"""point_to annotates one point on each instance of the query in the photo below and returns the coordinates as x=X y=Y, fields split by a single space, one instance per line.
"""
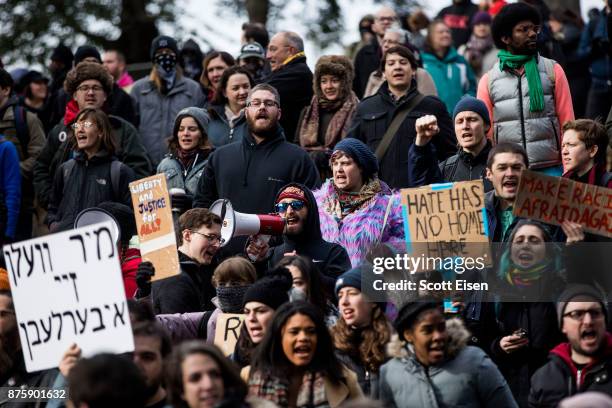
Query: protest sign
x=227 y=331
x=155 y=225
x=555 y=199
x=67 y=288
x=446 y=220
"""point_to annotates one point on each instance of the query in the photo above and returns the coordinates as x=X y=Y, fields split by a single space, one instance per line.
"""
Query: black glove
x=181 y=202
x=145 y=272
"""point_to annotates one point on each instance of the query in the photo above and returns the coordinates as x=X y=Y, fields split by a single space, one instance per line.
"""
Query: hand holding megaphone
x=234 y=223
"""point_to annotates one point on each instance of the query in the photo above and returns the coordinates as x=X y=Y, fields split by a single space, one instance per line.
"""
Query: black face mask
x=166 y=61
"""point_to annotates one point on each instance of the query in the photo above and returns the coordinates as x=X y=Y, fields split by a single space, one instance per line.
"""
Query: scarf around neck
x=512 y=61
x=344 y=203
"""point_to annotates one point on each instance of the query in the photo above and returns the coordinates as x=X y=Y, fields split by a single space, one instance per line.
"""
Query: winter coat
x=331 y=259
x=423 y=167
x=360 y=230
x=293 y=81
x=595 y=46
x=156 y=112
x=452 y=75
x=178 y=176
x=366 y=62
x=458 y=17
x=10 y=188
x=375 y=114
x=560 y=378
x=537 y=132
x=220 y=131
x=189 y=291
x=250 y=174
x=58 y=149
x=336 y=394
x=467 y=378
x=90 y=184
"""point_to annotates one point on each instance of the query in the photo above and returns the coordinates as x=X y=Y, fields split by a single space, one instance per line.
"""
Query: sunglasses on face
x=296 y=205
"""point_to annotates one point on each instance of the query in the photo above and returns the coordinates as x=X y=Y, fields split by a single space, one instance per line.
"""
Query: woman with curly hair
x=361 y=333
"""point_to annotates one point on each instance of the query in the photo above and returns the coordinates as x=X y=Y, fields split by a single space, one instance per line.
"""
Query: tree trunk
x=137 y=31
x=573 y=5
x=258 y=11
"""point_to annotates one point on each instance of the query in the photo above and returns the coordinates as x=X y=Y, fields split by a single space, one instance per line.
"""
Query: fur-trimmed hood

---+---

*TASK STATEMENT*.
Output every record above word for word, omitting any pictures they contain.

*PROBLEM SOLUTION*.
"""point_to annotates one point on each instance of the query in the photo below and returns the coordinates as x=X y=Y, fields split by a single space, one instance per line.
"""
Query: protest sign
x=227 y=331
x=155 y=225
x=555 y=199
x=67 y=288
x=446 y=220
"""point_to annotates one point on each instance of the query in the photo above and returns the coordinates as x=X y=Y, fields split by a single space, one instance per line.
"""
Query: black glove
x=181 y=202
x=145 y=272
"""point_to annotates one point on each instance of the query in the photo above and returns the coordinates as x=X y=Y, fields split by a single space, one instance per line.
"""
Query: hand holding megaphone
x=234 y=223
"""point_to annotates one point on each instance of the query in the photo above and returns the coordinates as x=X y=Y, fields split by a single space, one instance per line.
"""
Query: black face mask
x=166 y=61
"""point_to annotates one point on each instance of the query in the photo above and returns the coordinates as x=X y=Y, fields split by a single space, one instance per line.
"""
Query: scarf around neck
x=512 y=61
x=344 y=203
"""point_to annotates one point on each instance of the query in the photo above and returns the coordinates as x=X y=Y, fields split by a single space, one instance per line.
"""
Query: winter coat
x=331 y=259
x=423 y=167
x=360 y=230
x=293 y=81
x=595 y=46
x=156 y=112
x=452 y=75
x=178 y=176
x=366 y=62
x=458 y=17
x=10 y=188
x=375 y=114
x=560 y=378
x=537 y=132
x=220 y=131
x=189 y=291
x=250 y=174
x=58 y=149
x=336 y=394
x=467 y=378
x=90 y=184
"""point_to annotates one point on each instance of the query in the photo above and returns the coordinates as x=X y=Y, fields split by a single space, one instance per line.
"""
Query: sunglasses on face
x=296 y=205
"""point_to annotates one point on each instance of the query in the photo above and returns the coordinates as x=X y=Y, fields split by a single space, one instance per line.
"""
Query: woman with curly hair
x=361 y=333
"""point_to annotates one point on each instance of the query in the photo above and returns the coordinates as x=X y=Y, fields split by a single space, one instance per line.
"""
Query: tree trunk
x=137 y=31
x=573 y=5
x=258 y=11
"""point_to annotates one point on each instance of the query in the photo above and returns the coordinates as x=X y=Y, fields split by a single space, one instance per line.
"""
Query: fur-trimmed hood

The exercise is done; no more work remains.